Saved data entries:
━━━━━━━━━━━━━━━━━━━━━━━━━━━━━━

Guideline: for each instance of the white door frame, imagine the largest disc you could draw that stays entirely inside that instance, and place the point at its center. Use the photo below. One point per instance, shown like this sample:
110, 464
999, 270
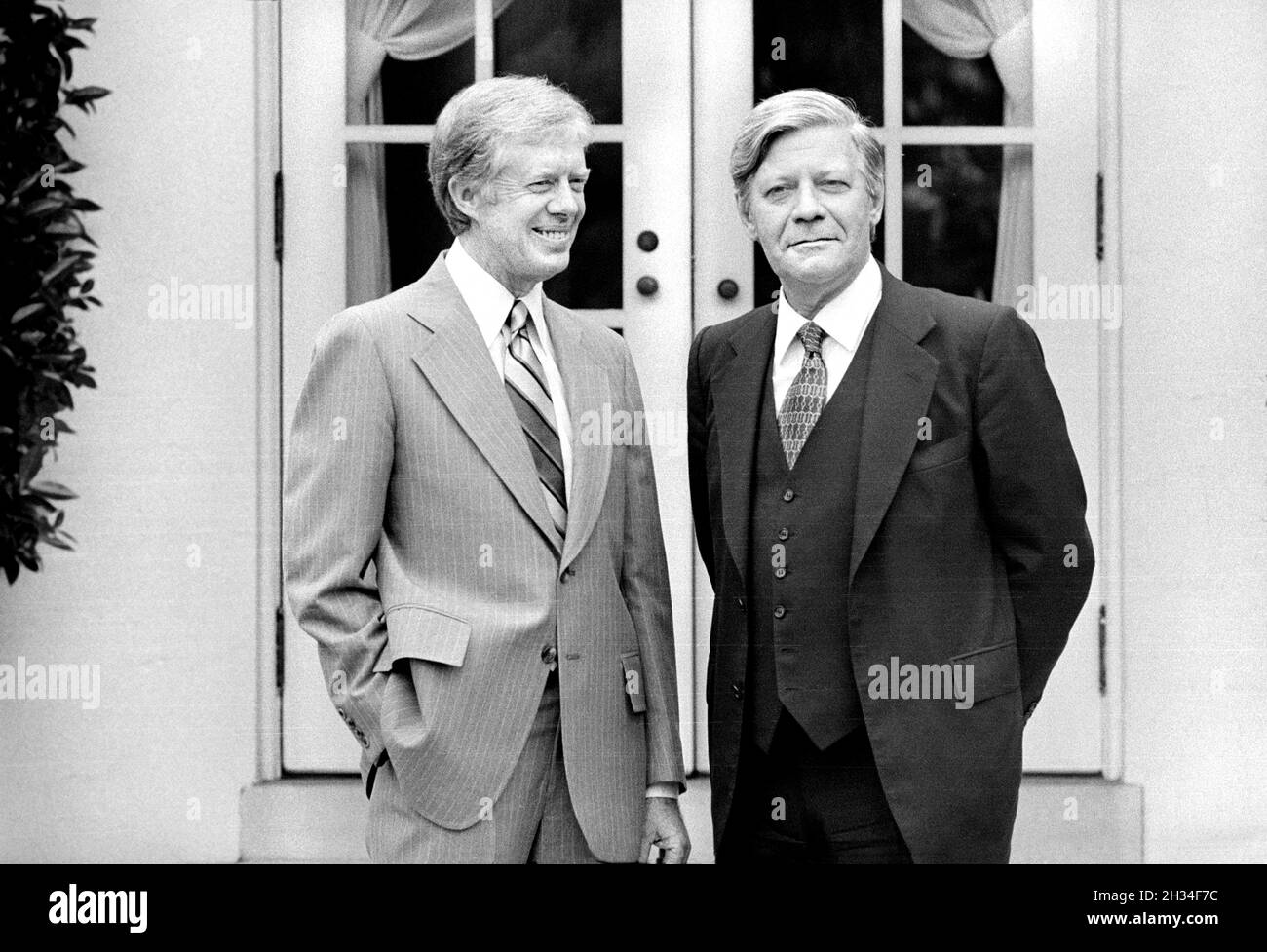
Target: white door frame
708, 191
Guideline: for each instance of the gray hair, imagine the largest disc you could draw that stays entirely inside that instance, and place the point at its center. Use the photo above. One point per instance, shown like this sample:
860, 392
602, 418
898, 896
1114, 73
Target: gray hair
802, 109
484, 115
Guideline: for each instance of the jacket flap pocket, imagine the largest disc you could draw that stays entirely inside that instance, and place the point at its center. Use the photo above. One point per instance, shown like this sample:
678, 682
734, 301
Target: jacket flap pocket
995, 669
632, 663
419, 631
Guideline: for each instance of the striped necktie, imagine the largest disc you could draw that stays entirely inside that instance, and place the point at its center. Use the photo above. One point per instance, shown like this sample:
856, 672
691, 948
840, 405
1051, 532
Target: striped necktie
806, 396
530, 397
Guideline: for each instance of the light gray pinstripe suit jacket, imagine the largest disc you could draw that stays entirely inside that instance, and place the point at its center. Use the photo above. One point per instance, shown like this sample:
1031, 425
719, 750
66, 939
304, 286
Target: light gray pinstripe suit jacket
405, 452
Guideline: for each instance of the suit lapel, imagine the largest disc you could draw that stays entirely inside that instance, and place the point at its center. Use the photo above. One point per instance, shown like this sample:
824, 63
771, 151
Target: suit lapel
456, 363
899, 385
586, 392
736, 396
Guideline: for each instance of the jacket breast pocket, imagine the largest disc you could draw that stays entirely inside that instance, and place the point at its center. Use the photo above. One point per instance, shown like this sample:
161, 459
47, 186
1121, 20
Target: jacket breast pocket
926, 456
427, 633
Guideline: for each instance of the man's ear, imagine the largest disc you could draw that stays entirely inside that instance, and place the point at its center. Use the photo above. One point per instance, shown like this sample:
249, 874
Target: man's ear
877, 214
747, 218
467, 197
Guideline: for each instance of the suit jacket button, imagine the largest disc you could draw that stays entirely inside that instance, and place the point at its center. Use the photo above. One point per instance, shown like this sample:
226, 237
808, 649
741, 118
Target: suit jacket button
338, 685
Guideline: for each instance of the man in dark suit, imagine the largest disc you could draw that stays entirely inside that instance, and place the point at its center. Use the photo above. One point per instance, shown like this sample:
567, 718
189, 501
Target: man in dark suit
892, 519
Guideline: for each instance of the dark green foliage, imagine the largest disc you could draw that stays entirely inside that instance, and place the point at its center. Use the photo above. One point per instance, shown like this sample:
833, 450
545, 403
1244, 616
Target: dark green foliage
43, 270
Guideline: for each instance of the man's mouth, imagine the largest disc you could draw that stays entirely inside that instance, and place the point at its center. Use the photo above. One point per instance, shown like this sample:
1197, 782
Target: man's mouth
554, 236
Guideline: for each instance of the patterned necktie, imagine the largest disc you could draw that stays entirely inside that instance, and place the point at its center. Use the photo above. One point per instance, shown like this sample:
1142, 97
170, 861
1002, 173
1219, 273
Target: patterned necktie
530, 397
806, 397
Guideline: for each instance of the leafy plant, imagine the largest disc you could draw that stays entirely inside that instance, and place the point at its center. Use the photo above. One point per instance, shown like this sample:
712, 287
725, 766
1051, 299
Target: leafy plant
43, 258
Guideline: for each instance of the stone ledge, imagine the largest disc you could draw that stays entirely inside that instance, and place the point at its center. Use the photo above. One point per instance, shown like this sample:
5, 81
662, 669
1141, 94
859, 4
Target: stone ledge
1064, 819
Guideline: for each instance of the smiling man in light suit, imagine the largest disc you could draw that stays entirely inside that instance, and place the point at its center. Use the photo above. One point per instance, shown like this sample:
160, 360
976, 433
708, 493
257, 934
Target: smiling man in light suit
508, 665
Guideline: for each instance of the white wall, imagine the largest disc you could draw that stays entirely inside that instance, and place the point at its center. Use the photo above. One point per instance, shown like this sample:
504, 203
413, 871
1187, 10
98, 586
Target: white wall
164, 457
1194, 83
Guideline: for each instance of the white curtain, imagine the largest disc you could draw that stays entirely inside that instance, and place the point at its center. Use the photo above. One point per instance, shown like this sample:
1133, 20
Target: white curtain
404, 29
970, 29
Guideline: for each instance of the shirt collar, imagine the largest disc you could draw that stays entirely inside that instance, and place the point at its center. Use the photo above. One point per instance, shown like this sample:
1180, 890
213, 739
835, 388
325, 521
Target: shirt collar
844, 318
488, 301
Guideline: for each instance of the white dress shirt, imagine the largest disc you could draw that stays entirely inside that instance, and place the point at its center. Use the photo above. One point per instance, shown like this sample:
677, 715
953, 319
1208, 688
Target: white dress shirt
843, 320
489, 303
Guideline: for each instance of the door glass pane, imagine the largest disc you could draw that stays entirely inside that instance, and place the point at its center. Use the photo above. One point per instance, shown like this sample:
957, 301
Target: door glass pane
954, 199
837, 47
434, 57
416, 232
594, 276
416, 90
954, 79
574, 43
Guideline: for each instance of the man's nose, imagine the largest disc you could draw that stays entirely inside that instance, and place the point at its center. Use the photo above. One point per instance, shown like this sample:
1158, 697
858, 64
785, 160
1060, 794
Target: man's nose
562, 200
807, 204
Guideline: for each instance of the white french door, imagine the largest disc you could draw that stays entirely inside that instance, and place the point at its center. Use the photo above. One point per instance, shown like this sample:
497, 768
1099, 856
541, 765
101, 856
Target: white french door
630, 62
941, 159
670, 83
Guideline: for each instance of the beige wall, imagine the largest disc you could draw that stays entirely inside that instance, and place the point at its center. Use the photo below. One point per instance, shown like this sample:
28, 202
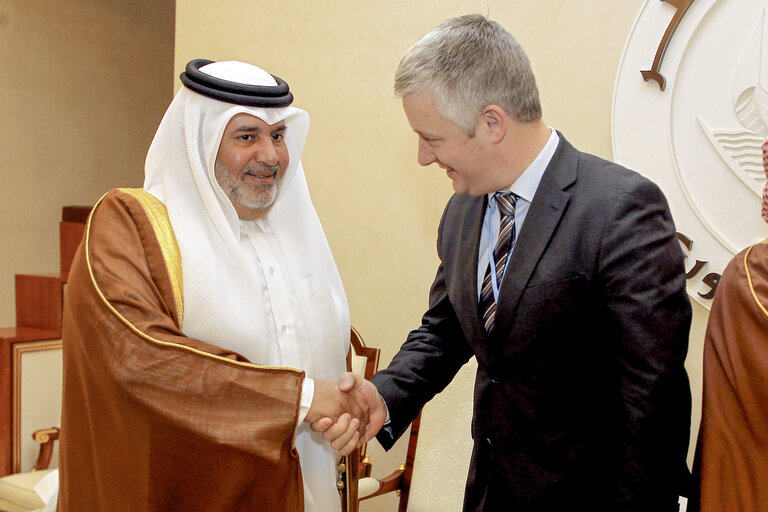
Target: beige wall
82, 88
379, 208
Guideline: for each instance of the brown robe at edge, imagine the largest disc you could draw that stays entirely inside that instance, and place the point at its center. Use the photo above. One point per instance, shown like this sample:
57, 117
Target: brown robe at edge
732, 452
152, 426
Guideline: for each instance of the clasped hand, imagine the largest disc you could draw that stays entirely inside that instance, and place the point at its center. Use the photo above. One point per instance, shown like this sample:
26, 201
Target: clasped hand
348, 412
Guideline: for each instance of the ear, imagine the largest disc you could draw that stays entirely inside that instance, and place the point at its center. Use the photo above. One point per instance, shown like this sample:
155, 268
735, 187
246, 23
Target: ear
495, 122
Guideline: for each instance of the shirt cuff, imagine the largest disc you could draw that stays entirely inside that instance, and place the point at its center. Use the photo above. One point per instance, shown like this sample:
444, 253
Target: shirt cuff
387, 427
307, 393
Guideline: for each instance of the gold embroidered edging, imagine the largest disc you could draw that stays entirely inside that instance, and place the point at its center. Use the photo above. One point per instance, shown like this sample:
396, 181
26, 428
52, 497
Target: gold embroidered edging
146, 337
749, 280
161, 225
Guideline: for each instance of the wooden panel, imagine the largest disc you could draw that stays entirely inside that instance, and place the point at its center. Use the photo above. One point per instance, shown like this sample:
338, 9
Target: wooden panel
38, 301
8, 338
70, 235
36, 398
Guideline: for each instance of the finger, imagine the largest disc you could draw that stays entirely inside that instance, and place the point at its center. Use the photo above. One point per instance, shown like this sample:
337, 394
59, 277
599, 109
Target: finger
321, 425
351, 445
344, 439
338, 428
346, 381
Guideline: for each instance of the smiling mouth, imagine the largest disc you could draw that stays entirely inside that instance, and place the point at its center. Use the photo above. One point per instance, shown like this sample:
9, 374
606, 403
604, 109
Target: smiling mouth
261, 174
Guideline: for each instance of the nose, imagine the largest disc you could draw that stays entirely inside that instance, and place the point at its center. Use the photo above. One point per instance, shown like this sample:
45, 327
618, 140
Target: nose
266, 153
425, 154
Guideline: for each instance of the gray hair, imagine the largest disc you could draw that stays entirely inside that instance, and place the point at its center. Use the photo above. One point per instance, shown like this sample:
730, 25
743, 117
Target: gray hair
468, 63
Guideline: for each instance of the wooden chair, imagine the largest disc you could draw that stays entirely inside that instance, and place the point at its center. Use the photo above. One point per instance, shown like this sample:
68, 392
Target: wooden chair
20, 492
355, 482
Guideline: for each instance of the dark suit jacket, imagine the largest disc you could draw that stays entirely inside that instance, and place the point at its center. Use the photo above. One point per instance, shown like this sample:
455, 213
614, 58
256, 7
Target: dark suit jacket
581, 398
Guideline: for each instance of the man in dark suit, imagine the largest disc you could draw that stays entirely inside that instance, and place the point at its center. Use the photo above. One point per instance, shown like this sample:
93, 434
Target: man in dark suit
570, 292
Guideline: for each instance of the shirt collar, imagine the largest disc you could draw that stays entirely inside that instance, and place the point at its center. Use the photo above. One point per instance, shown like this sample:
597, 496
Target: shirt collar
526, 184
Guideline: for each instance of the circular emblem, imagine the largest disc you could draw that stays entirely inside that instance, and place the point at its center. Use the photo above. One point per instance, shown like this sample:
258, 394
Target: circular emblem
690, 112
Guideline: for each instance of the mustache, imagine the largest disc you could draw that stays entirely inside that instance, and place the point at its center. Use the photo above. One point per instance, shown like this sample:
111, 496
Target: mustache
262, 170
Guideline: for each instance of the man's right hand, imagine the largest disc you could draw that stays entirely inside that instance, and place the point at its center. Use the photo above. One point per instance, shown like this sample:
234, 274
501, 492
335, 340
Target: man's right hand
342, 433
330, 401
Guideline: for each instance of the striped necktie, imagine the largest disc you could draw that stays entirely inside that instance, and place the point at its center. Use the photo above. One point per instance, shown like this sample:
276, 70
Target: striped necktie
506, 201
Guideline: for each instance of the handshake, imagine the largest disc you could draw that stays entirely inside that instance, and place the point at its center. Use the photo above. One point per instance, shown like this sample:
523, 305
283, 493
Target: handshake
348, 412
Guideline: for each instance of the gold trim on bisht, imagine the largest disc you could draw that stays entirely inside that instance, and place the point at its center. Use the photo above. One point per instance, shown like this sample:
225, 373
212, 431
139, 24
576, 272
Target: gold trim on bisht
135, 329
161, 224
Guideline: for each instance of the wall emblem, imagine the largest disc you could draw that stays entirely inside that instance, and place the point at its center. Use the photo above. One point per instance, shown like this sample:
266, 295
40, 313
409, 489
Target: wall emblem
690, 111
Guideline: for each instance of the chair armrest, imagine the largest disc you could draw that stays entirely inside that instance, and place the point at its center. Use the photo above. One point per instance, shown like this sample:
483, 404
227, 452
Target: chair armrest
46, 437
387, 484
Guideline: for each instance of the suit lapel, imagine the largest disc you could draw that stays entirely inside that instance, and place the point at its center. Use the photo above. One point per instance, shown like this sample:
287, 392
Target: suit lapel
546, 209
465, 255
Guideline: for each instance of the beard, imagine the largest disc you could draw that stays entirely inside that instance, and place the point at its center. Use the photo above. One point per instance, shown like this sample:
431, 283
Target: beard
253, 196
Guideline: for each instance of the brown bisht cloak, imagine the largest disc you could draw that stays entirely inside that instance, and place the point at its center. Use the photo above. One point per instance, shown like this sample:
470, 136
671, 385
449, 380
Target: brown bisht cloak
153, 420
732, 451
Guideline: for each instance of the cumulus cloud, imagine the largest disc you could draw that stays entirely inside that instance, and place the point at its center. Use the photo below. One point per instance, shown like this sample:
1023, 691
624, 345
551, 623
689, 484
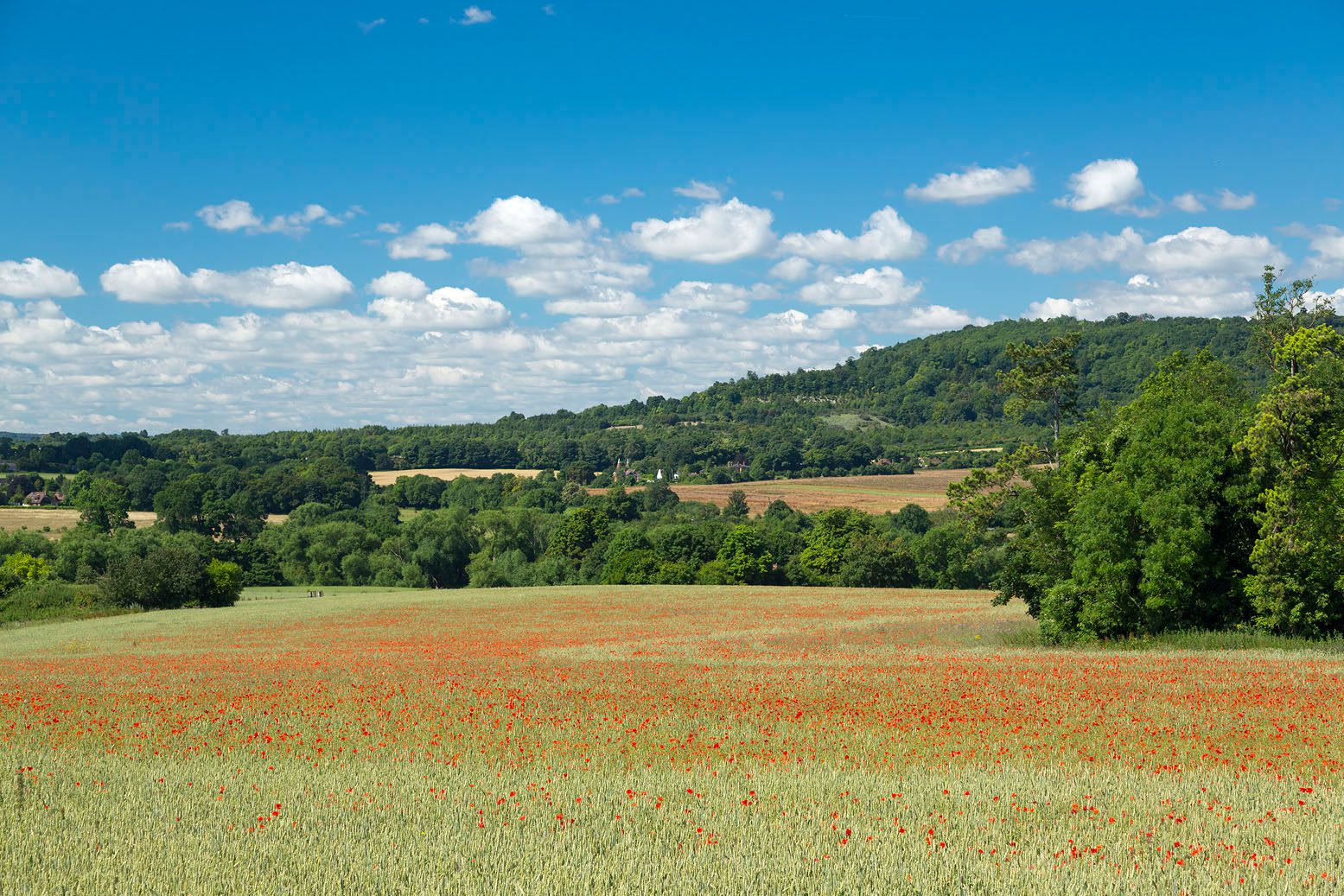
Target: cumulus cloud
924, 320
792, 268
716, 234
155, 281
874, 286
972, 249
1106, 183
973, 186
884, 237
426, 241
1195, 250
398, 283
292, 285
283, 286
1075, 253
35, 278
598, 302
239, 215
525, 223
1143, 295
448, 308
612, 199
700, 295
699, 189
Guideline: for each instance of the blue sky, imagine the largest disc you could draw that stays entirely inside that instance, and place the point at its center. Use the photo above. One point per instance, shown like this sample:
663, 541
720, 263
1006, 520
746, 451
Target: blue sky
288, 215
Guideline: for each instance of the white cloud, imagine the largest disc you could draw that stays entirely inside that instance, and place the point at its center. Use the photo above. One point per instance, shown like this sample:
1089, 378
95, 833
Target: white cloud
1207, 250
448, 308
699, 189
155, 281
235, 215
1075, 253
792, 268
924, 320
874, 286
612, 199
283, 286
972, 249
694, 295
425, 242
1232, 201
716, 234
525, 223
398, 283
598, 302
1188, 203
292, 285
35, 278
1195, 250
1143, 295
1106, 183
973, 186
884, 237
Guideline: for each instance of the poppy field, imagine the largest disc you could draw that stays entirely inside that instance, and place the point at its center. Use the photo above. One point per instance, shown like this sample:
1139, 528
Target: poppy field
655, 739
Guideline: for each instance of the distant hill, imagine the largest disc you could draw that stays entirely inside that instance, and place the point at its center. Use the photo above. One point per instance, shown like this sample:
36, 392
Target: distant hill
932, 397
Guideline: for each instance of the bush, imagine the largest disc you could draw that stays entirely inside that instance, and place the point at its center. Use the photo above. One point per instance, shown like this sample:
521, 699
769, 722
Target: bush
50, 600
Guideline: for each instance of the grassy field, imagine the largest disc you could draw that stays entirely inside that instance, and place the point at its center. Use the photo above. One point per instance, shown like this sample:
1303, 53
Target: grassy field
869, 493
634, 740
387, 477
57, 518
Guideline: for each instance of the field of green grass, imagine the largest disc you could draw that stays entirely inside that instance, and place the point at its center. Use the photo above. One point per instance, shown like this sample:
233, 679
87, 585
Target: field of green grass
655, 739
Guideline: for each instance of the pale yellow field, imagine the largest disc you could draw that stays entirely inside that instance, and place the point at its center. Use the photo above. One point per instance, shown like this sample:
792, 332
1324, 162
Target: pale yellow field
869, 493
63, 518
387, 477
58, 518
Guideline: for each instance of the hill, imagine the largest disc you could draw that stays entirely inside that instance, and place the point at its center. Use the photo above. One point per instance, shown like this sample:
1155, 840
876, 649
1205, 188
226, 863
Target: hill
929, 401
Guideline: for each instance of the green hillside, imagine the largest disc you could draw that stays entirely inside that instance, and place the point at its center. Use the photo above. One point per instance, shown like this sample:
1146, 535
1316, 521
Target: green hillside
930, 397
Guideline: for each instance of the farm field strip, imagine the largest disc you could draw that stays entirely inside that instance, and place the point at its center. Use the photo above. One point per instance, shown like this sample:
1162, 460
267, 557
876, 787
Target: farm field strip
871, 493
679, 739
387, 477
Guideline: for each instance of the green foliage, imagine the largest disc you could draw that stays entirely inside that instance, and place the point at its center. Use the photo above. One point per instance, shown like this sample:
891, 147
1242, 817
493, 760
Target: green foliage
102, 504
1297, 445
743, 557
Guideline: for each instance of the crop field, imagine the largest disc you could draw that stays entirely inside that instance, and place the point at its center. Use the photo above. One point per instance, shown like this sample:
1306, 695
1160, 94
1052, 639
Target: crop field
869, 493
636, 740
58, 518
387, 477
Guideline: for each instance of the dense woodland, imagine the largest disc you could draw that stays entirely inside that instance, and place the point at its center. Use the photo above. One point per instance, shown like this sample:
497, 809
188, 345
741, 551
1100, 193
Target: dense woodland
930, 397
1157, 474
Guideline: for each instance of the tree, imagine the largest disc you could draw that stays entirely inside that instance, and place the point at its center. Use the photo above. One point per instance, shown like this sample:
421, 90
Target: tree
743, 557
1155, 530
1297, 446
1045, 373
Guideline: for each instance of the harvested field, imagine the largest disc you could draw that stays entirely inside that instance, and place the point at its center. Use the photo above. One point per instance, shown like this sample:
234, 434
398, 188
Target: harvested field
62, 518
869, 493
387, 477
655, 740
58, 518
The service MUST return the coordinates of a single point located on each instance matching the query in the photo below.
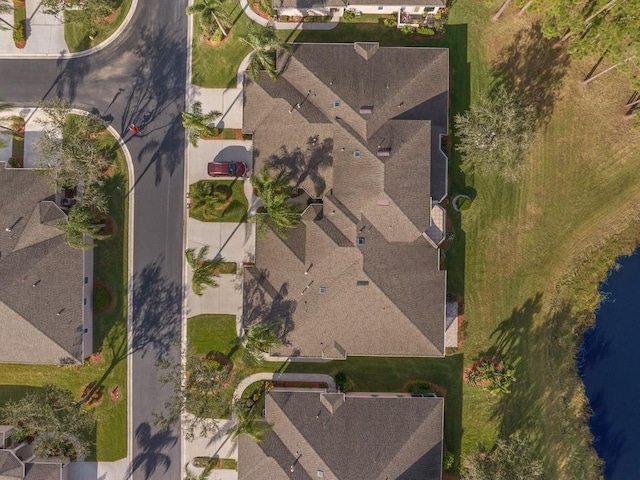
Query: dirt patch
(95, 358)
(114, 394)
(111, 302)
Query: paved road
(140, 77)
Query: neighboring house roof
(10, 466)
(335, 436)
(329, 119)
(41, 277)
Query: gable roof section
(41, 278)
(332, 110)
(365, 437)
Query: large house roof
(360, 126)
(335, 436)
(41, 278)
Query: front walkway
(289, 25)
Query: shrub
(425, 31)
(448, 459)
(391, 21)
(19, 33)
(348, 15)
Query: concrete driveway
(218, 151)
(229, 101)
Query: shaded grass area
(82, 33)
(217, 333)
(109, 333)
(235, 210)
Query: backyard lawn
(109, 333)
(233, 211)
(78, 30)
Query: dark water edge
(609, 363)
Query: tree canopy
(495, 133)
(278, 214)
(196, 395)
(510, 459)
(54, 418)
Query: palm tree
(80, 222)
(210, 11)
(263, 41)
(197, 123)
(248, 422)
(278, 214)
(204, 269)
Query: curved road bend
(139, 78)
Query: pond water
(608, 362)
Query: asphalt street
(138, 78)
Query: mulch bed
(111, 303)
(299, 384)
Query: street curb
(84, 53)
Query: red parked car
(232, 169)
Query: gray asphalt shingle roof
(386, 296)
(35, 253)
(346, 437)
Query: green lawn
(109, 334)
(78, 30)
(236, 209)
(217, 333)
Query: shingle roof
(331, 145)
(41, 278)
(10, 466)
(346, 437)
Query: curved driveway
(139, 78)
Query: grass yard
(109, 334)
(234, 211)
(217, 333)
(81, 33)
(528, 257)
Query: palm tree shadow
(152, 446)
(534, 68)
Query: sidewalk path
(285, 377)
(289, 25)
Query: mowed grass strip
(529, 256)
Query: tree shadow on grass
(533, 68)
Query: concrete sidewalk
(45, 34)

━━━━━━━━━━━━━━━━━━━━━━━━━━━━━━

▶ **Directions**
All the lines that hold the word "below" must appear in the answer, copied from the records.

▶ **Solution**
Guideline: for each instance of the white door frame, imagine the largest disc you could draw that stays entirely inside that instance, and place the point at its center. Use the photo below. One point per instance, shown like this sample:
Guideline: for each instance of the beige wall, imagine the largest disc you could draw that stays entirely inside that instance, and place the point at its center. Use the photo below. One point per instance, shown like this sample:
Guideline: for each instance of the cumulus cloud, imagine the largest disc you could draw that stays entirely inside that instance, and place the point at its center. Use the photo below. One point per instance, shown like this sample:
The service MUST return the coordinates of a single point located on each instance matching the query in the photo below.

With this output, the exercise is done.